▸ Prompt 1: Copy the rows exactly, from the line with "asphalt and provide bounding boxes." to the line with "[0,211,144,374]", including both of those lines.

▸ Extract:
+ + + + + + +

[computer-go] Depth dependent evaluation effects on monte carlo searches

Jason House jason.james.house at gmail.com
Fri Jun 8 22:40:56 PDT 2007


Darren Cook wrote:
> Hi Jason,
> In UCT the monte carlo searches (I find it clearer to call them "the
> playouts") are always run to the end of the game. So they always
> accurately (well, as accurate as a random playout can be!) take sente in
> account. Therefore my understanding is that it does not matter whether
> they start at an even or odd ply in the UCT part of the tree.
>
> Darren
>   

Let's take a basic example of a leaf node in an MC search tree that 
hasn't been expanded, but has 4 children.  Let's say that random 
simulation through the children have winning percentages of {46%, 51%, 
47%, 48%}.  Assuming a uniform simulation policy, the winning percentage 
would be the average of the four, or 48%... but when that node gets 
expanded, it'll start discovering the winning percentages of the 
children nodes.  Now when we look at the node that used to be our leaf 
node and ask what it's winning percentage would be, we come to a 
different conclusion...  The winning percentage is either 46% or 51% 
depending on if the color to move.

+ + + + + + +

▸ Supplied data:
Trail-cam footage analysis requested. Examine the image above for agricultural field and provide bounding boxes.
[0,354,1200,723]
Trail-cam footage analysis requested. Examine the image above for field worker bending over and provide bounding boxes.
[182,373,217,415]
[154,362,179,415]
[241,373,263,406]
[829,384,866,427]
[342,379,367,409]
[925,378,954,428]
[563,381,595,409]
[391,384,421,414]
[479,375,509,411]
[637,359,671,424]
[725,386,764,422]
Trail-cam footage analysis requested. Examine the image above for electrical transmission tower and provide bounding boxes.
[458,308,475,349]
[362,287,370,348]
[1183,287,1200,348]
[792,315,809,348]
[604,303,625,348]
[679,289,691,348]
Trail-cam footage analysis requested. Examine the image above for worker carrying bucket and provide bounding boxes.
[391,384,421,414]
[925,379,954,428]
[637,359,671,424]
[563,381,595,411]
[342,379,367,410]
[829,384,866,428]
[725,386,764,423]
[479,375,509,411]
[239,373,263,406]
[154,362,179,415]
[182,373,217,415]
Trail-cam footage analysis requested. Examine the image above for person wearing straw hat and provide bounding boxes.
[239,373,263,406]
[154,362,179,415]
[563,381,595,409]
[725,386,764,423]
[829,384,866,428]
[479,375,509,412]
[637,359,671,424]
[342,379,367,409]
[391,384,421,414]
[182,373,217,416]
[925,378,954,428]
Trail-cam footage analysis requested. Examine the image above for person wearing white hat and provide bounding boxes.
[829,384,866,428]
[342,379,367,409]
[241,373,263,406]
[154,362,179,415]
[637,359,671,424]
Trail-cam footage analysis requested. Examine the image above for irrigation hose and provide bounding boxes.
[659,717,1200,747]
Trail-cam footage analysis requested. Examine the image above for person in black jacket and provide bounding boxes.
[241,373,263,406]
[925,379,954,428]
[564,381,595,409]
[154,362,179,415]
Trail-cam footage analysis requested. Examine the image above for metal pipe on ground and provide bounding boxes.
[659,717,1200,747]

+ + + + + + +

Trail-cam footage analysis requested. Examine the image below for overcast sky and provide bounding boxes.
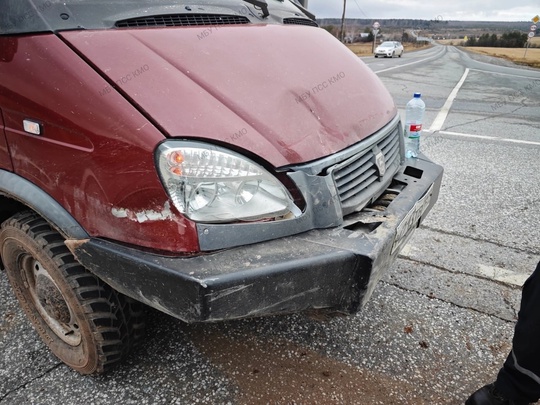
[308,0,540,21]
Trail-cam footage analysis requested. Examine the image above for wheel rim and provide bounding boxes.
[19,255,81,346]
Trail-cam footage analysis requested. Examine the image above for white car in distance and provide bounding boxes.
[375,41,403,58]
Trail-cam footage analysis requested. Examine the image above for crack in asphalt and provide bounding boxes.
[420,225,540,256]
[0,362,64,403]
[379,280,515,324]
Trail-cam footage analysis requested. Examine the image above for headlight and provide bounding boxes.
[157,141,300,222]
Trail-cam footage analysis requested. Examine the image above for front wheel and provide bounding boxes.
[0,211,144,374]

+ + + + + + +

▸ Prompt 2: Continue the mailing-list post about depth effects in Monte Carlo search from the point where it stops.

▸ Written reply 1:
Trail-cam footage analysis requested. Examine the image above for crack in asphalt and provide bounding boxes.
[420,225,540,256]
[0,362,64,403]
[379,280,515,324]
Trail-cam footage analysis requested. Examine the image above for headlight and provide bounding boxes.
[157,141,300,222]
Trail-cam footage analysis requested. Examine the image above for front wheel and provide bounding boxes.
[0,211,144,374]

▸ Written reply 2:
In this example, the difference between the 0-ply and the 1-play is 3% 
(51%-48%) or 2% (48%-46%) depending on what the color to move was.  Does 
that help?


>
> Jason House wrote:
>   
>> For simplicities sake, let's say I do a pure 0-ply and 1-ply monte carlo
>> search.  If the color to move is my color, I'd expect the 0-ply search to
>> give me a more conservative winning percentage than the 1-ply search (since
>> I'd pick the best child rather than average the children together).
>> Similarly, if the color to move is the enemy color, I'd expect the 0-ply
>> results to be optimistic relative to the 1-ply results.
>>
>>     
>>> From what I understand of how everyone does UCT, the depth of leaves
>>> are not the same and percentages are compared anyway. ...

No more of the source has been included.